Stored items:

- Opening Delimiter -

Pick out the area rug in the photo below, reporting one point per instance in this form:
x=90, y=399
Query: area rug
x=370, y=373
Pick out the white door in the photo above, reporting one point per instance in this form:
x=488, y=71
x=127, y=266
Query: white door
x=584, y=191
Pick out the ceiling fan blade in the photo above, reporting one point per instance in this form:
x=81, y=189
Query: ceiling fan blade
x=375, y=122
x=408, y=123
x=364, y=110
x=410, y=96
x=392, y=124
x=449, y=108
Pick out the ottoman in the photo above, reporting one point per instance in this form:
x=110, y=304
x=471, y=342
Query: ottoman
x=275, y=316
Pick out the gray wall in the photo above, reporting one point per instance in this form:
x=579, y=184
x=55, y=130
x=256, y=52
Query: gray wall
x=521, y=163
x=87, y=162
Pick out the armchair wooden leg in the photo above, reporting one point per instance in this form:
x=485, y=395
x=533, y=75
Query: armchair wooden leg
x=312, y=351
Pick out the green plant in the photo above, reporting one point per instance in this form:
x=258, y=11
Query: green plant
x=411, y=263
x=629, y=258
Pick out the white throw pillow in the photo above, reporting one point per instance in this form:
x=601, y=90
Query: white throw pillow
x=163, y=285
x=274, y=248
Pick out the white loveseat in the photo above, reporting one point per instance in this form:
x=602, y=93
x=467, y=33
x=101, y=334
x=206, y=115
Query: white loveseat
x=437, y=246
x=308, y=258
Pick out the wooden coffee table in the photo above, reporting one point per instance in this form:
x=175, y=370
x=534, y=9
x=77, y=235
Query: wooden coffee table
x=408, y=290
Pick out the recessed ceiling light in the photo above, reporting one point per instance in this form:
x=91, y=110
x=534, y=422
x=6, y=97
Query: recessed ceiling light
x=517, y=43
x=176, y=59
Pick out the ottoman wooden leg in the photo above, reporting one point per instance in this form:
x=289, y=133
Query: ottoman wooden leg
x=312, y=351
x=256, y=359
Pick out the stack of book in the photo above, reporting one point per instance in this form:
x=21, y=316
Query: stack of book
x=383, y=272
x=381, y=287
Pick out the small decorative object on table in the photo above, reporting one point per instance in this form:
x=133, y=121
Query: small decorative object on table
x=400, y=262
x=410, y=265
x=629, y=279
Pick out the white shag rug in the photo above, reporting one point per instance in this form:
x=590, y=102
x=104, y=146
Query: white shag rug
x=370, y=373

- Closing Delimiter -

◆ Task item
Both the first line of the records above and the line containing "x=81, y=189" are to be transcribed exactly, together with every line between them, and nothing else.

◆ Finished exercise
Pick out the area rug in the photo below, reporting one point per instance in this form:
x=90, y=399
Query: area rug
x=370, y=373
Pick out the white door in the photo above, reporting one point per instance in this form:
x=488, y=71
x=127, y=266
Query: white door
x=584, y=191
Pick out the ceiling fan blade in the photo above, reporting one point per instance in this form:
x=81, y=189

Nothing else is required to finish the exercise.